§ **Task goal**: Where a picture appears in the data below, exclude it; restate everything else word for word.

§ **Records supplied**:
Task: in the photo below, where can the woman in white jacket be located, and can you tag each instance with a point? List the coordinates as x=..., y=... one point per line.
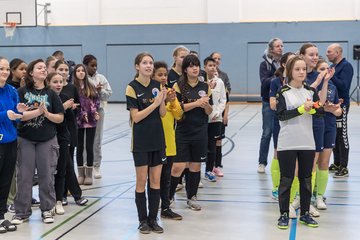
x=218, y=93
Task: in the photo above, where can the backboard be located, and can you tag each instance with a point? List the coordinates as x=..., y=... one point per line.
x=22, y=12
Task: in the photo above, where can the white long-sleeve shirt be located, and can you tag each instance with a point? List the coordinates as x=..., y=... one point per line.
x=105, y=92
x=219, y=100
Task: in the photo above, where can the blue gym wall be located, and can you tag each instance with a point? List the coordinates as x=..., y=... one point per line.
x=241, y=44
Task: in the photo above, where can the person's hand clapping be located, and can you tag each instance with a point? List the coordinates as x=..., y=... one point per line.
x=12, y=115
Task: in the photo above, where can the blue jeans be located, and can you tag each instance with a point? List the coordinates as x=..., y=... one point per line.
x=267, y=118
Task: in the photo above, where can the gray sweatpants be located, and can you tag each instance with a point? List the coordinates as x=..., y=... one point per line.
x=31, y=155
x=98, y=138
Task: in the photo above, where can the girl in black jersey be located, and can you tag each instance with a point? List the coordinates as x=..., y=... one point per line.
x=146, y=103
x=63, y=171
x=191, y=131
x=296, y=104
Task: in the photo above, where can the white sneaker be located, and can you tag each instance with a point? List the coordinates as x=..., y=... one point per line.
x=47, y=217
x=59, y=209
x=292, y=212
x=296, y=203
x=201, y=185
x=97, y=174
x=261, y=168
x=320, y=204
x=313, y=211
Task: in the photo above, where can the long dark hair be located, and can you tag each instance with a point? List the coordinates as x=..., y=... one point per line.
x=189, y=60
x=14, y=64
x=280, y=71
x=88, y=90
x=29, y=81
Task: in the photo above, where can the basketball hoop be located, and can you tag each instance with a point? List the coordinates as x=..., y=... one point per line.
x=9, y=28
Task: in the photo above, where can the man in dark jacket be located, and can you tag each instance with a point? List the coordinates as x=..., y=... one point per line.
x=342, y=79
x=267, y=70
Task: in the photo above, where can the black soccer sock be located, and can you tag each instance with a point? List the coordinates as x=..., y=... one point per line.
x=154, y=200
x=210, y=162
x=218, y=161
x=173, y=184
x=192, y=184
x=140, y=200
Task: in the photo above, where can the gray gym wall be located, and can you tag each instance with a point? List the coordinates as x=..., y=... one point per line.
x=241, y=45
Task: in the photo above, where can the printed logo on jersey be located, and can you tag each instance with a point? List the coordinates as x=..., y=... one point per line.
x=34, y=101
x=155, y=92
x=202, y=93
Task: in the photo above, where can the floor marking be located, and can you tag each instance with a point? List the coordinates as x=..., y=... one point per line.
x=77, y=213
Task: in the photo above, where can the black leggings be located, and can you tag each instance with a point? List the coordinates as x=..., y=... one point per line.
x=90, y=137
x=341, y=150
x=287, y=162
x=8, y=153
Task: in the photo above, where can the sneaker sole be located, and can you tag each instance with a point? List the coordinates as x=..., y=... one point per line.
x=342, y=176
x=310, y=225
x=175, y=218
x=210, y=180
x=194, y=209
x=283, y=227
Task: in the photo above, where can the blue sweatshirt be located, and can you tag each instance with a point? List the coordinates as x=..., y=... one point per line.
x=342, y=79
x=267, y=71
x=8, y=101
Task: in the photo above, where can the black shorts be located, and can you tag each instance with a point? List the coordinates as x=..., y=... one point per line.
x=151, y=159
x=195, y=151
x=222, y=134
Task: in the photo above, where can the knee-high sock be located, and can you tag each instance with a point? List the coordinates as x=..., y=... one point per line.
x=322, y=177
x=275, y=173
x=305, y=195
x=294, y=188
x=313, y=181
x=192, y=184
x=218, y=160
x=173, y=184
x=140, y=200
x=154, y=200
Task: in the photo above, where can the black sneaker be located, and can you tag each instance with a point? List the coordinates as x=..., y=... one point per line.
x=81, y=202
x=155, y=226
x=308, y=220
x=283, y=221
x=144, y=227
x=342, y=172
x=168, y=213
x=334, y=168
x=35, y=202
x=64, y=202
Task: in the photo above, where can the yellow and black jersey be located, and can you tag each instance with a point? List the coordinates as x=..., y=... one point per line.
x=194, y=123
x=148, y=134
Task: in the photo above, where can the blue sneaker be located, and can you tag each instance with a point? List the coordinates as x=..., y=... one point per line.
x=275, y=194
x=210, y=176
x=283, y=221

§ **Final answer**:
Task: in the photo below, where can the woman in white jacket be located, and can you tag each instance with a point? List the coordinates as x=..., y=... one point per line.
x=218, y=93
Task: in the photo above, where can the backboard be located, and can you tag each instance with a point? List the coordinates as x=..., y=... one point per line.
x=22, y=12
Task: in the photo above, where can the white long-sleeve shirt be located, and can you tag each instance with a point? List the coordinates as x=..., y=... one point per line.
x=105, y=92
x=219, y=100
Task: in the photo above, where can the blue gym wall be located, and can you tag each instance with a point? List the coordinates as x=..., y=... one point per line.
x=241, y=44
Task: in the photo above, where can the person's hand clapping be located, and can you tag each instance with a point? List the coordinates as x=..., y=... one point per line.
x=12, y=115
Task: in the photo above, where can the blue jeans be located, and can you tag each instance with a point? List the coordinates as x=..., y=... one point per line.
x=267, y=118
Task: in the photo above, where can the gray sweatpants be located, and can you tag each instance with a point? List the coordinates as x=..., y=... one point per line.
x=31, y=155
x=98, y=138
Task: in the photo above, where can the girl in black jersey be located, and can you tag each instance with a point? List the coordinates as x=..., y=... one point per line.
x=146, y=103
x=63, y=171
x=191, y=131
x=296, y=104
Task: in the photo above, where can the white sneaker be located, and can you tag each instance with a point? List the coordinates as x=..., y=... one point per line.
x=47, y=217
x=59, y=209
x=292, y=212
x=296, y=203
x=201, y=185
x=97, y=174
x=261, y=168
x=320, y=204
x=313, y=211
Task: in the photo above, where can the long dark hair be located, and can you tag each instance with a point? List the coordinates as x=..., y=... one point per line.
x=189, y=60
x=14, y=64
x=280, y=71
x=88, y=90
x=29, y=81
Task: in the photo above, where can the basketball hoop be located, and can you tag each instance with a point? List the coordinates as x=..., y=... one point per line.
x=9, y=28
Task: in the photo above, where can the man in dark jacket be located, and can you tag each instance with a point? List the coordinates as x=..., y=... one point per line.
x=342, y=79
x=267, y=70
Task: in the photo above, where can the black soccer sock be located, and can you tag each instance with a point? List the coordinates as x=..., y=... one point per line.
x=154, y=200
x=210, y=162
x=218, y=161
x=173, y=184
x=192, y=184
x=140, y=200
Task: in the photo above, where can the gray gym wall be located, and can you tag each instance with a point? List the coordinates as x=..., y=... one point per line.
x=241, y=45
Task: in the photo above, where can the printed logo on jersey be located, and can you tag each instance with a point? List the coordinates as x=..., y=... one point per line.
x=34, y=101
x=155, y=92
x=202, y=93
Task: in the photo above, where can the floor marking be located, and can you tag each instance with a point? List the coordinates as x=..., y=... one point per line.
x=77, y=213
Task: in the photo above, where can the black leggings be located, and can you tag each instance with a point? List the coordinates as x=..., y=... one point per line.
x=90, y=137
x=341, y=150
x=287, y=162
x=8, y=153
Task: in the photo above, where can the sneaker sole be located, and can you tag each instance with a point? List the coordinates as x=..., y=... one point per line.
x=342, y=176
x=310, y=225
x=175, y=218
x=210, y=180
x=194, y=209
x=283, y=227
Task: in the photo above, where can the blue sweatshirt be located, and can you tag each instance with a point? List the coordinates as x=..., y=... one point per line.
x=342, y=79
x=267, y=71
x=8, y=101
Task: in the photo above, where can the black shorts be located, and can you tag each instance with a point? List the coordinates as x=..., y=... one point per line.
x=151, y=159
x=195, y=151
x=222, y=134
Task: in the photo above, where can the knee-high sock be located, and can you tag each instance with a point? List the coordinates as x=..., y=... one point per line.
x=322, y=177
x=275, y=173
x=305, y=195
x=294, y=188
x=313, y=181
x=192, y=184
x=218, y=160
x=173, y=184
x=140, y=200
x=154, y=200
Task: in the photo above, where can the black sneaker be located, and can you tag each instance with a point? List the coordinates as x=..., y=... one point per line.
x=81, y=202
x=155, y=226
x=308, y=220
x=283, y=221
x=144, y=227
x=342, y=172
x=168, y=213
x=334, y=168
x=35, y=202
x=64, y=202
Task: in the photo above, where can the yellow and black jersey be located, and can you tag each instance with a point? List the coordinates as x=..., y=... one point per line.
x=194, y=123
x=148, y=134
Task: in the photo above, where can the blue sneaker be located, and can you tag each instance with a point? List the coordinates as x=..., y=... one point per line.
x=275, y=194
x=210, y=176
x=283, y=221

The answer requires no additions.